■ WHAT YOU HAVE TO DO ■
On every line of the listing, check for "ridge"; copy the lines that have it.

■ DATA SECTION ■
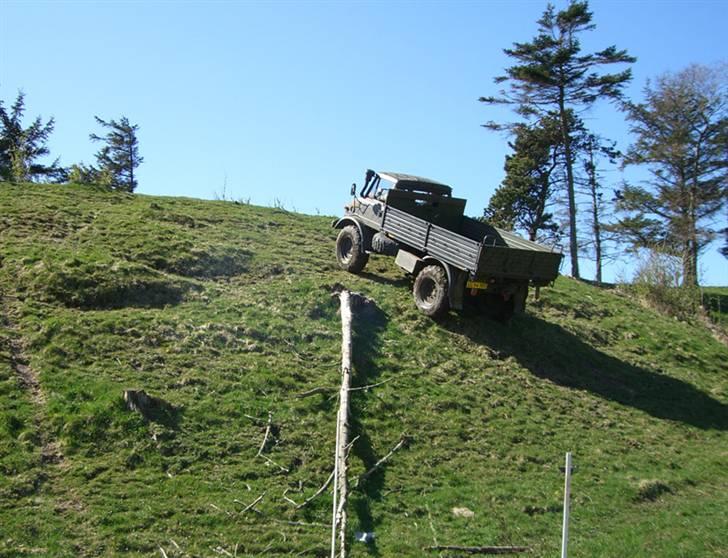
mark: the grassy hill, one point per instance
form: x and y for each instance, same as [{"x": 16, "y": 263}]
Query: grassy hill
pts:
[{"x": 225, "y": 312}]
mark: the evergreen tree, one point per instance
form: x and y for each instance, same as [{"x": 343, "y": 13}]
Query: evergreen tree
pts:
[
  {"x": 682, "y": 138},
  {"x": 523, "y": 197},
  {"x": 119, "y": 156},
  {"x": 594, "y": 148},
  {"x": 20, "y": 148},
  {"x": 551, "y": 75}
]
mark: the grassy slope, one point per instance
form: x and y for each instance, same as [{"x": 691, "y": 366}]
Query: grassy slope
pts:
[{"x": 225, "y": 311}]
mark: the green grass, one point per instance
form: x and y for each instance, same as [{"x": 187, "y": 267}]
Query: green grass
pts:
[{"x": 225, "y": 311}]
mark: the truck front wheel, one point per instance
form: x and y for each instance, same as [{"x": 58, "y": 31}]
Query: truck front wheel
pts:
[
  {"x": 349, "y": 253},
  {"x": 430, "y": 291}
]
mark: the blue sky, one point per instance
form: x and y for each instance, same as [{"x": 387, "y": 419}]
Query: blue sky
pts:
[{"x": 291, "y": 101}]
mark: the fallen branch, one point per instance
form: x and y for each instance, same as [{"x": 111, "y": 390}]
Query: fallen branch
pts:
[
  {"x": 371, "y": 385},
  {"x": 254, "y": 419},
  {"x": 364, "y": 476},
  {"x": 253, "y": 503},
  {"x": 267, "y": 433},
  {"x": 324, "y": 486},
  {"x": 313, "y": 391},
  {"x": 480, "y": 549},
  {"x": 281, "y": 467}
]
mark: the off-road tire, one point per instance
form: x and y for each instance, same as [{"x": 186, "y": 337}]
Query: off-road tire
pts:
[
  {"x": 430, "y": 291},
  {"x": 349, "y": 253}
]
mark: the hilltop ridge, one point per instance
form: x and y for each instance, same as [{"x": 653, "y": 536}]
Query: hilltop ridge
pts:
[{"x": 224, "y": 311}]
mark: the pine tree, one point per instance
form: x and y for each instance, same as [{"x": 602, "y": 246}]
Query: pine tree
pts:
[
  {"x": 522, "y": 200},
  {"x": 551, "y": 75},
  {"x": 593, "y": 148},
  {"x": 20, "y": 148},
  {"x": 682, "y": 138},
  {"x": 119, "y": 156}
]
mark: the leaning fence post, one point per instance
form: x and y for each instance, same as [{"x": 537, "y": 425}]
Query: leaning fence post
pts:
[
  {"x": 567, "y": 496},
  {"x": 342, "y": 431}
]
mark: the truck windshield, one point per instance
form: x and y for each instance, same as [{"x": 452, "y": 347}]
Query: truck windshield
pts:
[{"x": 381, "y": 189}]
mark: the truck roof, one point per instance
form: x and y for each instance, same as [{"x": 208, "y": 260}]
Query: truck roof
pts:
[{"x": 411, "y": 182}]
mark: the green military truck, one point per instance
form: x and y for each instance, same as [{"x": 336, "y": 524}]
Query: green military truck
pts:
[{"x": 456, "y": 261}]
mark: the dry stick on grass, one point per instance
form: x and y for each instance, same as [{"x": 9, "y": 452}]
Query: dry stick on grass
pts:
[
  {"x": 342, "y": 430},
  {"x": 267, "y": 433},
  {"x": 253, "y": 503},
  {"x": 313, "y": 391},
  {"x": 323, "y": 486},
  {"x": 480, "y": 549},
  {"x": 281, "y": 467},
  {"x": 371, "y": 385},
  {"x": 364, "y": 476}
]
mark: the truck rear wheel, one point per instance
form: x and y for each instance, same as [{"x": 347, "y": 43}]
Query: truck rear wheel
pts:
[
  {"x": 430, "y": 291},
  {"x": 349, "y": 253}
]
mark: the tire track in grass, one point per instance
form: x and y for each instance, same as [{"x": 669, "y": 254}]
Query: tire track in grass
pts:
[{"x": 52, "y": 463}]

■ EXERCISE RESULT ■
mark: the hilltop ridge, one point per instance
Query: hilltop ridge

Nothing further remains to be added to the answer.